Kurz gesagt, ich sehe das alles als Wahnsinn, der von Schlafwandler:innen angerichtet wurde. Als solche bezeichnen Historiker:innen auch die Akteur:innen des Ersten Weltkriegs, die ohne Nachzudenken in den Konflikt eintraten. Dieser Wahnsinn führte zum Ende aller involvierten Reiche; des deutschen Reichs, des russischen Reichs, des österreichisch-ungarischen Reichs und des Osmanischen Reichs.
Das tatsächliche Problem ist, dass wir es mit einer testosterongesteuerten herrschenden Klasse zu tun haben, die es nicht schafft, langfristig zu denken oder langfristige Probleme anzugehen und deren Komplexität zu erkennen (die Welt ist eben nicht immer nur schwarz oder weiß). Stattdessen treten wir immer wieder in die Falle, uns entweder als Putin-Unterstützer:innen oder Putin-Gegner:innen hinstellen zu lassen, was zur verbreiteten Hysterie beiträgt, die die Medien nur zu gern für ihre Zwecke nutzen. Im Großen und Ganzen lassen die Medien auf spektakuläre Weise Professionalität vermissen. Nachrichten werden einfach als Serie von Ereignissen dargestellt und fast nie als eine Entwicklung.
Ich glaube, wir haben den Kompass verloren. Wann werden wir damit beginnen, Toleranz und Dialog als Hauptinstrumente einzusetzen, um Frieden zu schaffen? Es gibt ein altes Sprichwort: Wen die Götter vernichten wollen, den machen sie zuerst wahnsinnig.

========

## Zu bearbeitende Aufgabe
Führen Sie sämtliche Reiche auf, deren Ende der obige Textauszug dem Wahnsinn der Schlafwandler:innen des Ersten Weltkriegs zuschreibt.

## Erfasste Daten
========

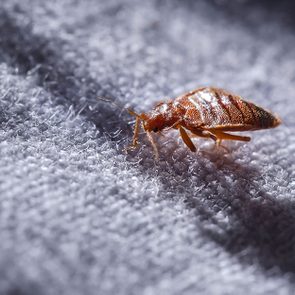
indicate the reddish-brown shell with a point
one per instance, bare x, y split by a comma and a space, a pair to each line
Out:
217, 109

========

## Gelöste Aufgabe
- das deutsche Reich
- das russische Reich
- das österreichisch-ungarische Reich
- das Osmanische Reich